(Beginning of Input for this task)

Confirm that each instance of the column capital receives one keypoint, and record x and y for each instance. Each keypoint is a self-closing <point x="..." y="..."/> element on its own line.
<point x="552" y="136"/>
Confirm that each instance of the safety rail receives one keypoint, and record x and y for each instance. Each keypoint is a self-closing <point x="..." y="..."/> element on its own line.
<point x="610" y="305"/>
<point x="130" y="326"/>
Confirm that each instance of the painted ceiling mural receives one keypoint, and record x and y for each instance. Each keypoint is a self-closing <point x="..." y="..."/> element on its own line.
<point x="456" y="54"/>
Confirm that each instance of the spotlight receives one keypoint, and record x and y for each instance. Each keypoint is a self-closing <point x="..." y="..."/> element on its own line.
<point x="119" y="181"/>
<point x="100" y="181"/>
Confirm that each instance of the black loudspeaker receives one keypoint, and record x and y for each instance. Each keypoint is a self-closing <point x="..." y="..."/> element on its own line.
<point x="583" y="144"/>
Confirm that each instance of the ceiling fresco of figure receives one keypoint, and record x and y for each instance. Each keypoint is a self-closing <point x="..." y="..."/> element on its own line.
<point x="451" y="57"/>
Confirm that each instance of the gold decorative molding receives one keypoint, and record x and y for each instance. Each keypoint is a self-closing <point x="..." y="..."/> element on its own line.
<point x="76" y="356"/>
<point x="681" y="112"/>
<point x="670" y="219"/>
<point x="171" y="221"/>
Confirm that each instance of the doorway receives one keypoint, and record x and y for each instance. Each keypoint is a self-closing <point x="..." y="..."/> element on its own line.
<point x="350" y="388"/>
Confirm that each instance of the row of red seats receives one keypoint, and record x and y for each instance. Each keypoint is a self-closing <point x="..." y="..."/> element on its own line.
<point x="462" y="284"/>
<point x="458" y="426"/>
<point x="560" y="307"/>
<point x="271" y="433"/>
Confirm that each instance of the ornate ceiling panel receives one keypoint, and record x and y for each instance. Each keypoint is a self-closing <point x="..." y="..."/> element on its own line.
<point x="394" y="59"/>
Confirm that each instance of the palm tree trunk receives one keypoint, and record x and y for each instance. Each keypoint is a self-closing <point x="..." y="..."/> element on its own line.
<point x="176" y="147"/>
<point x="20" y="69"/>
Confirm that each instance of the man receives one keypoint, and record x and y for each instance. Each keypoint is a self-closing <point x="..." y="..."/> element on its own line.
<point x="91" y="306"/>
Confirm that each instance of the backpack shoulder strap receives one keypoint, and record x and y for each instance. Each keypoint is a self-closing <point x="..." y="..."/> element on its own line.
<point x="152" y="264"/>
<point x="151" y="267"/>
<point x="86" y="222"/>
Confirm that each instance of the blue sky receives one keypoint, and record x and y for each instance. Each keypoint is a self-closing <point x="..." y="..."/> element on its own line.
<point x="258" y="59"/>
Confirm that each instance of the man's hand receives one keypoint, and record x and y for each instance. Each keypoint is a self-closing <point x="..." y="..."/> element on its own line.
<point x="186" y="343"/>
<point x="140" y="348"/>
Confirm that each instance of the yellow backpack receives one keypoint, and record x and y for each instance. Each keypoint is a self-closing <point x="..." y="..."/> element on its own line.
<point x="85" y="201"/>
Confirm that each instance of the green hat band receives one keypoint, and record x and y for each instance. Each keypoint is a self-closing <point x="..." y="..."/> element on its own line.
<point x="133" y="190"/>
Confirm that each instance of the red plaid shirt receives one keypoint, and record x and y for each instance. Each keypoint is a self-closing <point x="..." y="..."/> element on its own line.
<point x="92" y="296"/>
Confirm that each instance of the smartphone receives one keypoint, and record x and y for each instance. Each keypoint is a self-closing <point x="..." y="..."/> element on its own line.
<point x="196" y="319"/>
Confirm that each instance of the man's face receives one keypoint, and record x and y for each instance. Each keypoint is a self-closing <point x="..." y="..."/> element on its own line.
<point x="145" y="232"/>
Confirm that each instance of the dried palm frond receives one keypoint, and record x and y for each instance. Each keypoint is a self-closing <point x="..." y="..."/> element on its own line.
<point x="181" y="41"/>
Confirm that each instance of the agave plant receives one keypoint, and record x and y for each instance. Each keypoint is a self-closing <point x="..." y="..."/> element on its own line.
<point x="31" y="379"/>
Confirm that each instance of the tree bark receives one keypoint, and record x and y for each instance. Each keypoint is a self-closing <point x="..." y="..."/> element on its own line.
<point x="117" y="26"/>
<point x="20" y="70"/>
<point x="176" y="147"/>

(End of Input for this task)

In the records above, find the line containing "Confirm that each instance of the smartphone"; please retype it and every line after it through the last line, exactly and with nothing else.

● **Task response**
Confirm that each instance of the smartphone receives one keypoint, and record x and y for each instance. Each keypoint is a self-closing <point x="..." y="..."/> element on its own line.
<point x="196" y="319"/>
Confirm that each instance of the man's face receives one keypoint, and record x and y for each instance. Each keypoint is a self-closing <point x="..." y="..."/> element on its own line.
<point x="145" y="232"/>
Confirm that each instance of the dried palm frond receives one keypoint, and record x and y for each instance. Each keypoint is a self-closing <point x="..." y="..."/> element on its own line.
<point x="181" y="41"/>
Confirm that each instance of the agave plant receives one keypoint, and record x and y for each instance. Each keypoint is a self-closing <point x="..." y="..."/> element on its own line.
<point x="31" y="379"/>
Confirm that each instance of the tree bark receives one keypoint, and record x and y for each instance. Each keypoint is a self-closing <point x="..." y="..."/> element on its own line.
<point x="117" y="26"/>
<point x="20" y="70"/>
<point x="176" y="147"/>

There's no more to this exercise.